Report how many lines in the records that follow have the word "dirt" in them, giving the number and nothing more.

** Data extract follows **

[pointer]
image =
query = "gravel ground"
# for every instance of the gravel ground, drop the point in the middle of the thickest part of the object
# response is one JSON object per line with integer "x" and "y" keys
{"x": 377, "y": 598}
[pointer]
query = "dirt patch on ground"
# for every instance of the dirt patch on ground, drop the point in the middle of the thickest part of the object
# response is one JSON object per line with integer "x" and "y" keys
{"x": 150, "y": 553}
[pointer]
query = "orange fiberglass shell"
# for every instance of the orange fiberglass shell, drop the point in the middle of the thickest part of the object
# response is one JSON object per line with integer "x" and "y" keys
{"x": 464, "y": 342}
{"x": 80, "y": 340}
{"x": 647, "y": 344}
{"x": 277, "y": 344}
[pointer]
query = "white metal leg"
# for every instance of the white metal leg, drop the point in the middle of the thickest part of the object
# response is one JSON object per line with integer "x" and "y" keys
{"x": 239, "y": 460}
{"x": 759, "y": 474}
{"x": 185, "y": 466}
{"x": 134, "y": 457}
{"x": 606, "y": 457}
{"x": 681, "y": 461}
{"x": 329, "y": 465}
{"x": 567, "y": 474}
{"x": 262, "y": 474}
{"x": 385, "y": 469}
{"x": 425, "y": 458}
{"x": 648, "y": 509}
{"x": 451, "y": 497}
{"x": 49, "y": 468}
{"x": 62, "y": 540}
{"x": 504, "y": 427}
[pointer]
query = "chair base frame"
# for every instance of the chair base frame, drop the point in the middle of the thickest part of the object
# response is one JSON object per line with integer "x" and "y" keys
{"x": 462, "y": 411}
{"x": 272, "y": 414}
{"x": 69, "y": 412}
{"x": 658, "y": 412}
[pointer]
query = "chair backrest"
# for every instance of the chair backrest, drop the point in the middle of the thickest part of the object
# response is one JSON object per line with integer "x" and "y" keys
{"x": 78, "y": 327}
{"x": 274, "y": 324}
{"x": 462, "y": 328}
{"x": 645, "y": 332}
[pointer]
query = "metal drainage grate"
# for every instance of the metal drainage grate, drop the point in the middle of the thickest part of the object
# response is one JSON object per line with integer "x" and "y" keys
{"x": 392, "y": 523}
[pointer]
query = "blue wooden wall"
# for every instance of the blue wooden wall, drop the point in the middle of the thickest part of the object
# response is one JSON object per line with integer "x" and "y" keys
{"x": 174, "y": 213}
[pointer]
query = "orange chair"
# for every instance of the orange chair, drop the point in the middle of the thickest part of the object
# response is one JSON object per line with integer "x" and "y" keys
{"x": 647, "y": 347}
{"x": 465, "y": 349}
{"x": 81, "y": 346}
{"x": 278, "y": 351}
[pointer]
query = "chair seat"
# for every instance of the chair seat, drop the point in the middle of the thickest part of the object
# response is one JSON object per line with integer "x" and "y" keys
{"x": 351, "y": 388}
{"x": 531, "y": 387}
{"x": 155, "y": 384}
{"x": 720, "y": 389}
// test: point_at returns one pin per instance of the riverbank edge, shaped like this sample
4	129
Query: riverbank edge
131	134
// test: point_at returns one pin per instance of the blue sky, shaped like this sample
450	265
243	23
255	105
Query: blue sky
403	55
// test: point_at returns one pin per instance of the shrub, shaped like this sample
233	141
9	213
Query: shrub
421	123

** End of Data extract **

* [Solved exercise]: 2